Do this
Output the material beneath this task exactly, images excluded.

Data lines
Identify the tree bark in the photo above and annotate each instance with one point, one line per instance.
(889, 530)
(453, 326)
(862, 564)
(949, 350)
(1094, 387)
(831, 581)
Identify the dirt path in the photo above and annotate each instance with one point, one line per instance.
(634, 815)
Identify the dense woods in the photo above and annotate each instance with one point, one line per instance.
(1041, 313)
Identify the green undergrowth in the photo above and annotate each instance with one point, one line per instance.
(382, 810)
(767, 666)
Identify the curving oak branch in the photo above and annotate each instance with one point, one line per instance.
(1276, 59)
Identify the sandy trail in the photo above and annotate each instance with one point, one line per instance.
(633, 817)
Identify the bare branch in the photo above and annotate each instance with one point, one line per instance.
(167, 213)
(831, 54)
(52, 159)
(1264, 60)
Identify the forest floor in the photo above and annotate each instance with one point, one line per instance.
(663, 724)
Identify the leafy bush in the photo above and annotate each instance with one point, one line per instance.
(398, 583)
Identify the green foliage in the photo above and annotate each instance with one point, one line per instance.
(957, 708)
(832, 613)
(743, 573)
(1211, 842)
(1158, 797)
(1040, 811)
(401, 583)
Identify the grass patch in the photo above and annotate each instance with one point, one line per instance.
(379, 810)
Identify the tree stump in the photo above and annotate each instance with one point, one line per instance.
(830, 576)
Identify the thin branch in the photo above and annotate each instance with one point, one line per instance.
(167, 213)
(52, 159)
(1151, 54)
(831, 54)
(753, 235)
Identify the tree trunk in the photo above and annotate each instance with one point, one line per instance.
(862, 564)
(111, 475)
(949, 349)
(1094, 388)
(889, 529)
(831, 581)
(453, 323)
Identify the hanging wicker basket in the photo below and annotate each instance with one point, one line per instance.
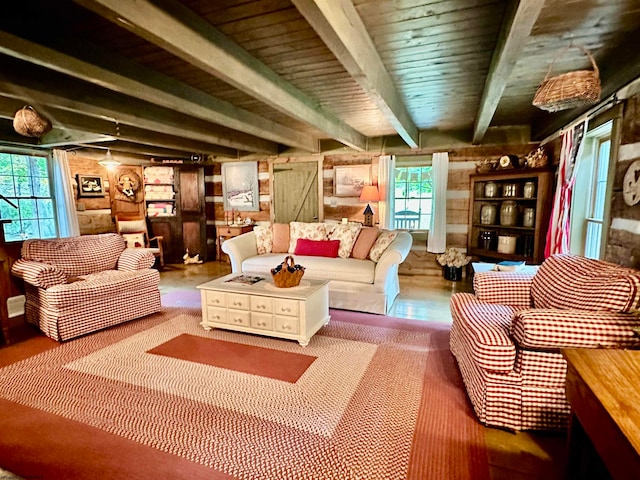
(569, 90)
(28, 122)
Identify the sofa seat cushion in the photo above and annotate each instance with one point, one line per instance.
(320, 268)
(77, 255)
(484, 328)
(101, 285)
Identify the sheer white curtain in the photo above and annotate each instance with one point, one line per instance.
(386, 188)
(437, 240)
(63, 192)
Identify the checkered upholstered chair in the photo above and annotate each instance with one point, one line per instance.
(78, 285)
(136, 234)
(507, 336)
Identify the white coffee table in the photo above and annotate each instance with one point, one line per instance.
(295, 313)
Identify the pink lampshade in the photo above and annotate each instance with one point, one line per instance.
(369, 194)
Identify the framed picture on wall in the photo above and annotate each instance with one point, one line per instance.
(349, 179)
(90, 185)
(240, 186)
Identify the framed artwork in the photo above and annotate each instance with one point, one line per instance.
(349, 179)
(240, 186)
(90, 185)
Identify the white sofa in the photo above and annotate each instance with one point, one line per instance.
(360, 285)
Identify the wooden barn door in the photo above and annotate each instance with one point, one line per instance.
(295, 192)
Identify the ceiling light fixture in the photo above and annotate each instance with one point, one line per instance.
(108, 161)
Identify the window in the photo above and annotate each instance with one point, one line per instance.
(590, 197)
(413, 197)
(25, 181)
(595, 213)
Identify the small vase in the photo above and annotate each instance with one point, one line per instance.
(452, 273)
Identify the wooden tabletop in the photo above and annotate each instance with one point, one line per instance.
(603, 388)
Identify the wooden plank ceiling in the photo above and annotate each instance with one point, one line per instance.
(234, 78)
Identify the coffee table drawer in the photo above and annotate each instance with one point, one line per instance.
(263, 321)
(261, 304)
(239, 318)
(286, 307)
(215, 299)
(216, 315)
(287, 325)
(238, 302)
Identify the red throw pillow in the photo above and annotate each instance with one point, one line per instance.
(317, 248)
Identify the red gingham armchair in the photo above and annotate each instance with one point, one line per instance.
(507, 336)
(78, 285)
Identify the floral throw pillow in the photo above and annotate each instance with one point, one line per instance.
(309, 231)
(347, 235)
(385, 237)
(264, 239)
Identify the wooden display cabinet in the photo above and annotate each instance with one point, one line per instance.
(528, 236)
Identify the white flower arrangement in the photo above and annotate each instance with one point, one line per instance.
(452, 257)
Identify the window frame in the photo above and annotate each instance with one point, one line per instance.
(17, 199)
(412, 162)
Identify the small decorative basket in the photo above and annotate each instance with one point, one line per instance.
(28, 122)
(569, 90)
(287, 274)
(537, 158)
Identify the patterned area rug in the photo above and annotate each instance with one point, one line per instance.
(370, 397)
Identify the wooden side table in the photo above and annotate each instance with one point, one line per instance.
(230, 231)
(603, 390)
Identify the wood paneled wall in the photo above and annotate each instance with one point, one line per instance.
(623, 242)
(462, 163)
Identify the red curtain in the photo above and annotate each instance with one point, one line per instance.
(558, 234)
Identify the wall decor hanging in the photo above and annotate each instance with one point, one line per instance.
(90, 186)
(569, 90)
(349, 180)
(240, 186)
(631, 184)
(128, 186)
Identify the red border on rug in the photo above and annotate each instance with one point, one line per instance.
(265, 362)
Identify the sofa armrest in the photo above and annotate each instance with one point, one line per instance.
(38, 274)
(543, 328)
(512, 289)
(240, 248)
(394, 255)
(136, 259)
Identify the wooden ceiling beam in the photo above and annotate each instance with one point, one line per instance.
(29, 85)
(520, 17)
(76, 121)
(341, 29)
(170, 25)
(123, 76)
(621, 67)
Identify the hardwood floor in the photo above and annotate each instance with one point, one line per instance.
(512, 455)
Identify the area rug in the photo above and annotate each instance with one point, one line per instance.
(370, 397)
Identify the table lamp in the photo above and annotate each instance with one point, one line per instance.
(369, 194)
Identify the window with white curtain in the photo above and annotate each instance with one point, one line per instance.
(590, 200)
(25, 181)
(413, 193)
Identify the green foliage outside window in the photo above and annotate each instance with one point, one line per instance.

Answer
Identify the tree bark in the photo above and annotate each instance with one point, one line per instance.
(889, 530)
(453, 326)
(862, 564)
(949, 350)
(1094, 387)
(831, 581)
Identify the dirt path in the photo above and annotate each instance with one point, one line per instance.
(634, 815)
Identify the dense woods in the photo above and annotate each instance with one point, one line per instance.
(1041, 313)
Identify the green undergrowth in the photo above and annotate each instance with one point, one line per instance.
(382, 810)
(767, 666)
Identify the curving oak branch in the photo above and annotate each instance with one point, one line per instance.
(1276, 59)
Identify the sandy trail in the photo above and annotate each instance with one point, one line per instance.
(633, 817)
Identify the bare branch in the photo above and annotate each instance with one point, one line per instance.
(167, 213)
(831, 54)
(52, 159)
(1264, 60)
Identify the forest floor in the photo above and annotate each instance with one point, one line per instance.
(663, 724)
Identify the leafy bush in the photo above and annotate each instance with one point, one line per instance.
(398, 583)
Identify the green foliage in the photo above and annotate each instance with one point, one line per instance.
(957, 708)
(832, 613)
(743, 573)
(1211, 842)
(1158, 797)
(1040, 811)
(401, 583)
Identify the grass patch in the photo above and annotate each instance with one point, one line per instance.
(379, 810)
Identify the tree stump in the photo above and annotate each instance with one point, one line per instance.
(830, 576)
Identify the thin branch in the photo above and annotate each instance with one point, one line per instance.
(167, 213)
(52, 159)
(1151, 54)
(831, 54)
(753, 235)
Identify the tree trunk in the photo above and annotate each instance with one point, one line per instance.
(862, 564)
(111, 475)
(949, 349)
(1094, 388)
(889, 529)
(831, 581)
(453, 323)
Identify the hanging wicker basket in the photo below and annotate each instance with one point, one line per instance.
(569, 90)
(28, 122)
Identify the sofa seat cushion in the photo above and annotate each instance with one point, one line per instance.
(320, 268)
(77, 255)
(484, 328)
(101, 285)
Identify the sheer white curtain in the photo above and annotate each instance with one point, one line per instance.
(386, 188)
(437, 240)
(63, 192)
Identify the checkered upholstered chair in the photo above and annotate each instance with one point, one line per instance.
(78, 285)
(136, 234)
(507, 336)
Identify the white coffee table in the photo above and annotate each instance with one point, one line per instance.
(295, 313)
Identify the pink lampshade in the photo above and annotate each instance with one point, one line per instance.
(369, 194)
Identify the framed picture on wall in the photo above and annotate each instance with one point, one line per instance.
(349, 179)
(90, 185)
(240, 186)
Identify the framed artwork in the photo above and annotate each instance with one point, one line per instance.
(349, 179)
(240, 186)
(90, 185)
Identify the white sofa in the photo above and annotate each instance with one point, one line per instance.
(360, 285)
Identify the wooden barn door in the photo above and annotate each instance with one point, one line per instance.
(295, 192)
Identify the ceiling light fixture in the photo above and annotate each instance with one point, one line per instance.
(108, 161)
Identify the window in the photo above and annotate each instance with one point, one line per instance.
(590, 197)
(413, 197)
(25, 181)
(595, 213)
Identify the small vase in the photo above and annotate each instance with one point, one line per instance.
(452, 273)
Identify the wooden tabletop in the photo above and annotate each instance with one point, one line per instance.
(603, 388)
Identify the wooden plank ceiling in the photo above and annotate each instance with one point, one line per instance.
(234, 78)
Identify the coffee table drawer in the photo above and annotate each instance with one point, one line per instance.
(263, 321)
(261, 304)
(239, 318)
(286, 307)
(215, 299)
(216, 315)
(287, 325)
(238, 302)
Identify the red throw pillow in the photo above and annotate each instance with one point, one line per instance.
(317, 248)
Identify the red gingham armchair in the photo above and annotate each instance with one point, one line per instance.
(507, 336)
(78, 285)
Identify the floral throw pillow in the photo above and annotate each instance with one point, one line per instance.
(309, 231)
(347, 235)
(385, 237)
(264, 239)
Identify the wooden display cabinet in the photo above and annotate each instance with one point, one line per instance.
(528, 236)
Identify the white flower arrangement in the photo above and annotate each instance with one point, one line per instance.
(452, 257)
Identify the window frame in the photo above and annotate each instance with one point, one line per instance.
(17, 199)
(412, 162)
Identify the small decorative basket in the photo above and annotate each instance with one point, one line per instance.
(28, 122)
(569, 90)
(287, 274)
(537, 158)
Identify the patterned area rug in the photo above and annotate each instance with one point, one line per instance.
(370, 397)
Identify the wooden side table in the photo above and annotate each instance with one point, one line per instance.
(230, 231)
(603, 390)
Identify the wood paneled wall in the photo above and annotate each instance with one point, one line per instance.
(623, 242)
(462, 163)
Identify the red curtain in the photo above and annotate each instance with one point, one line per instance.
(558, 234)
Identify the wall decor hanging in the photo above and annotate each instance with one point, one line per instance.
(90, 186)
(569, 90)
(349, 180)
(240, 186)
(631, 184)
(128, 186)
Identify the red border on rug in the photo above and annotate each instance with one point, one line per instance.
(265, 362)
Identify the sofa armrest in the photo above and annotate each instance with one point, one line per instance.
(38, 274)
(543, 328)
(512, 289)
(240, 248)
(394, 255)
(136, 259)
Identify the wooden ceiling beam in the photo above and annotate each instance with one point, one line per instance.
(29, 85)
(520, 17)
(76, 121)
(341, 29)
(170, 25)
(123, 76)
(621, 67)
Identify the hardwood floor in the photo above and annotate each instance with one point, one line per instance.
(512, 455)
Identify the area rug in the photo above and annotate each instance with one point, one line per instance.
(370, 397)
Identify the table lamp in the photo above and annotate each instance with one point, one line per instance.
(369, 194)
Identify the window with white curtain in the photo above and annotate each instance with one point, one line per instance.
(590, 200)
(25, 181)
(413, 193)
Identify the green foliage outside window in the photo above and annotate each instance with one point, one line per instance.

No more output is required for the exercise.